= WHAT THIS EXERCISE ASKS =
a: In the passage below on the contract novation dispute, rewrite the paragraph beginning "As we highlighted above" more briefly, keeping its main facts.
b: Answer these questions from the passage below on the contract novation dispute:
(i) Under which year's contract did the contracting officer say IDS should continue its obligations?
(ii) In what order did the former board member list the company names?
(iii) Where did he say the actual training center was located?

= PROVIDED PASSAGE =
:::::
As we highlighted above, there is no need to process a novation agreement when there is a stock purchase with no change in the contracting party. Indeed, that is the rationale used by the contracting officer to reject the request for novation, writing “Given that IDS still exists . . . and has all of the necessary resources and support of ACADEMI to continue fully meeting its contractual obligations . . . no action [by] the Government is required. Therefore, IDS should continue to fulfill its contractual obligation as agreed to under the [2010] contract.”

The murk continued to grow, as the Board wrote in its decision.

Notwithstanding State’s July 2012 letter, IDS contends that ‘following denial of the requested novation . . . ACADEMI Training Center, Inc. became prime contractor and real party in interest . . . . In the alternative, IDS remained prime contractor with ACADEMI Training Center, Inc. as subcontractor[.]’ By contrast, a former board member and ‘lead investor’ of a company he called simply ‘Academi’ testified at the hearing, when asked ‘which entity still legally held the . . . contract and the task orders’ after July 2012, ‘Well, since [the contract] wasn’t novated IDS did. And the only way to get that out to a different name was if they [State] agreed to novate it.’

The Board was getting frustrating at the lack of opacity. The Board’s frustration was expressed in Footnote #3.

The record is rife with ambiguity and confusion as to which entity witnesses meant when they referred to ‘Academi.’ The former board member testified when asked to clarify to which board he belonged, ‘That was, well, there’s so many names of these companies. At the time I believe it was Academi. . . . It was Xe Services, and then Academi, and then Constellis. For that period of time [2010 to 2013] I don’t think Constellis was relevant. It was Academi.’ He was asked on cross-examination, ‘[D]id you purchase an interest in one of the entities with the name Academi?’ He answered, ‘I believe Academi was formed as successor entity or it was renamed. I can’t remember to be honest with you.’ Asked when he acquired an interest in ‘Academi LLC,’ he testified, ‘I don’t know if we ever acquired that entity. I believe we created that entity . . . at the end of 2011.’ Asked to distinguish ‘between Academi LLC and Academi Training Center,’ he testified, ‘If those two entities exist, which I trust they do because you’re referring to them,’ the latter ‘would have been [only] the actual training center in Moyock, North Carolina.’ We gather from this that by ‘Academi’ this witness primarily meant ACADEMI LLC.
:::::
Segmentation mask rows

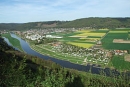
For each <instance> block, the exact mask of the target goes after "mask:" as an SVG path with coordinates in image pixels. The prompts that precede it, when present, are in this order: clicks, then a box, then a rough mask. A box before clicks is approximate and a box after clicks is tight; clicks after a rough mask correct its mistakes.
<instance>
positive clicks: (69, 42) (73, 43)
mask: <svg viewBox="0 0 130 87" xmlns="http://www.w3.org/2000/svg"><path fill="white" fill-rule="evenodd" d="M67 43H68V44H72V45H75V46H79V47H84V48H89V47H92V46H93V45H94V44H89V43H76V42H67Z"/></svg>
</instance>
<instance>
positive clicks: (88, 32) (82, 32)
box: [70, 30, 106, 38]
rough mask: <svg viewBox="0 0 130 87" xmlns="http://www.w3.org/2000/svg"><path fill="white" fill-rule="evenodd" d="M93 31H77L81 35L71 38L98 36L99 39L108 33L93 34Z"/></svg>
mask: <svg viewBox="0 0 130 87" xmlns="http://www.w3.org/2000/svg"><path fill="white" fill-rule="evenodd" d="M91 31H94V30H81V31H77V32H81V34H76V35H73V36H70V37H81V38H83V37H87V36H98V37H102V36H104V35H105V34H106V33H91Z"/></svg>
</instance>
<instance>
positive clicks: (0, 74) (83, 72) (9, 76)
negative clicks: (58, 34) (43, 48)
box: [0, 36, 130, 87]
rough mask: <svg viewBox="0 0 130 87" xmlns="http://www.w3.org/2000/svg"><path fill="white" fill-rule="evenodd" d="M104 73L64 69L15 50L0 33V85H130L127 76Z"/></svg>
mask: <svg viewBox="0 0 130 87" xmlns="http://www.w3.org/2000/svg"><path fill="white" fill-rule="evenodd" d="M104 75H105V74H103V73H101V75H95V74H91V73H87V72H81V71H77V70H74V69H68V68H64V67H61V66H60V65H58V64H56V63H54V62H52V61H51V60H44V59H41V58H38V57H36V56H31V55H27V54H26V53H22V52H19V51H16V50H14V49H13V48H12V47H10V46H8V44H7V43H5V41H4V39H2V38H1V36H0V87H129V84H130V83H129V79H128V78H129V77H128V76H126V77H127V78H124V77H123V76H124V75H121V76H119V77H117V76H113V75H112V76H111V77H107V76H104ZM113 79H114V81H113Z"/></svg>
:::::
= YOUR RESPONSES =
a: A stock purchase that leaves the contracting party unchanged does not require a novation agreement. The contracting officer used this reasoning to reject the novation request. The officer wrote that IDS still existed and had ACADEMI's resources and support to keep fully meeting its contractual obligations, so the Government did not need to act, and IDS should continue fulfilling its obligations under the 2010 contract.

b:
(i) The 2010 contract.
(ii) Xe Services, then Academi, then Constellis.
(iii) Moyock, North Carolina.